WORK ITEM: Please reproduce the part of the orca passage starting with "There is the" and going on through "a little easier.".

TEXT SHOWN:
# # # #
There is the small problem as well as the water pressure in the sink has noticeably gotten weaker and weaker in the past few days. All our fresh water is gravity fed from a spring, connected by a never ending tube of garden hoses that wind their way up a hill and through the spruce and cedar trees. There’s just five of us here and any bathing is done via the salt water tub, so fortunately we’re not using much right now. Nevertheless, a nice steady day of rain would help me breathe a little easier.

All has descended into relative quiet though. It has been nearly 24 hours since the orcas called, they’re somewhere to the north, suddenly reclusive and introverted after two weeks of tracing the shorelines of Johnstone and Blackfish. The water feels empty without them. Chelsea and I did seem them yesterday on the way into Alert Bay on the weekly pilgrimage to civilization for food and beer. Relaxed and at peace with the world, the A30s and A42s traced back in forth off the north end of Swanson Island near a place called Bold Head. We couldn’t resist stopping to watch. The contrast was shocking. Counting us three boats floated off the island, watching the two pods. I thought back to what whale watching was like in Juneau when someone saw a six foot dorsal fin. The never ending parade of boats, in a mob like blood thirsty consumers on black Friday. For a moment I felt guilty as I watched A38 rise to the surface off our bow, even from 100 yards he looked massive.  After all, I’d been part of it, had taken every opportunity to see the orcas when I could, because, try as I might, I just couldn’t look away. But here there was no ethical battle being waged inside. We were just one of three instead of thirty. We watched the families rise and fall for a few minutes and continued on our way.
# # # #
Stored data:
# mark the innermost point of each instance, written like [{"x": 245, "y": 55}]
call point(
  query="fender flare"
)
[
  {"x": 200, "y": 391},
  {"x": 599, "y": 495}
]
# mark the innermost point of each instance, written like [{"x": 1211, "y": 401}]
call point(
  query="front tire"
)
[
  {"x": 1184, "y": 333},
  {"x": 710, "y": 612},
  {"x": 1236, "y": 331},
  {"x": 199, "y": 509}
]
# # # #
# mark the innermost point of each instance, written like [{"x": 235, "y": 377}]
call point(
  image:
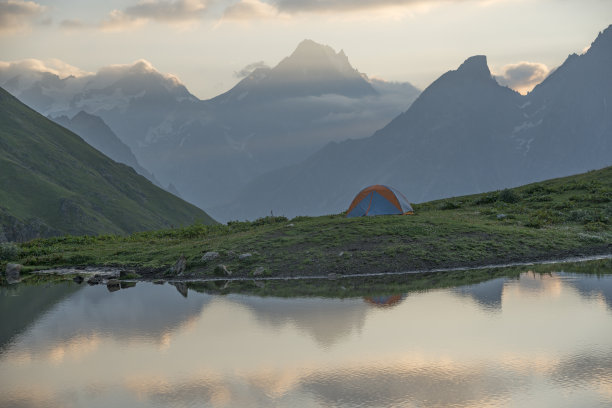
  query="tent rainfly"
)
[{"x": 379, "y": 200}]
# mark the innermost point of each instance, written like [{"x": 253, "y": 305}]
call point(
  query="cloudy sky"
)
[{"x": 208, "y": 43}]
# # # #
SOLUTION BELOW:
There is the small problem as well as the water pressure in the sink has noticeably gotten weaker and weaker in the past few days. All our fresh water is gravity fed from a spring, connected by a never ending tube of garden hoses that wind their way up a hill and through the spruce and cedar trees. There’s just five of us here and any bathing is done via the salt water tub, so fortunately we’re not using much right now. Nevertheless, a nice steady day of rain would help me breathe a little easier.